What is required => Copy every item below word for word, omitting the pictures.

--- START OF Supplied data ---

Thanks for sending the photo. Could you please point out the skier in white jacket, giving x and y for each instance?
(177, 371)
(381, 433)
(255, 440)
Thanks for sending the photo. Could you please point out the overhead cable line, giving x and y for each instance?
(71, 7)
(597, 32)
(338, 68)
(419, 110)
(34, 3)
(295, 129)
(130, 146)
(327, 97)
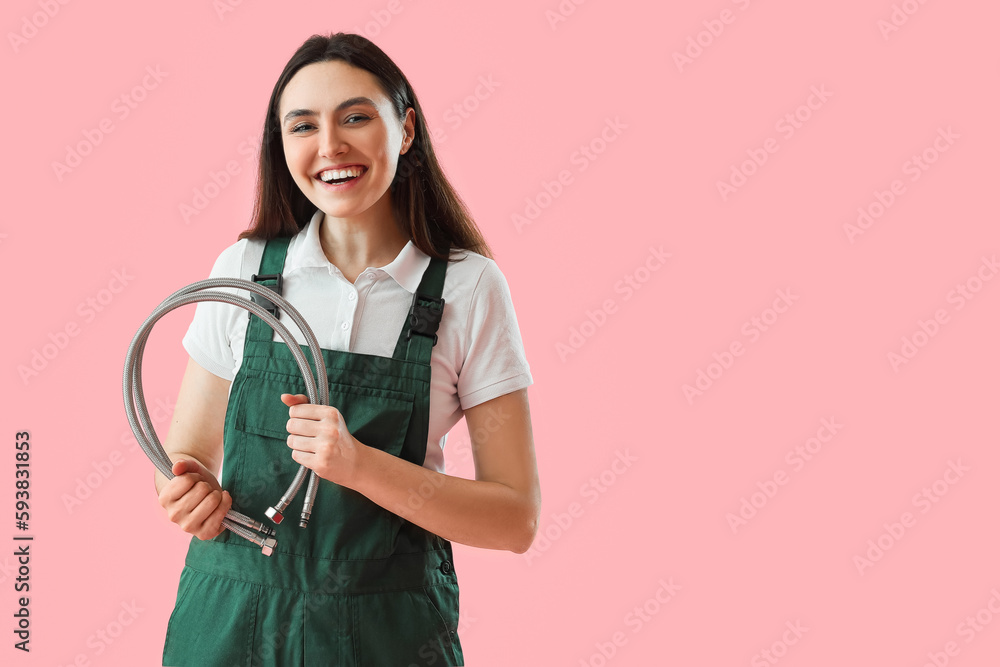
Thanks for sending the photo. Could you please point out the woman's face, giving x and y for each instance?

--- END OF Supplied data ---

Solution to the problem =>
Thanks for sending the photo. Could you please point out the skier in white jacket, giving x and y for each instance?
(177, 371)
(381, 433)
(255, 440)
Thanks for sending the photo. Could you please point out the overhead cable line, giving x and y for each instance?
(71, 7)
(597, 32)
(338, 68)
(419, 110)
(34, 3)
(295, 129)
(130, 146)
(327, 97)
Thanks for sending the photo. Could you please point out the woman's face, giving x and y for each instance?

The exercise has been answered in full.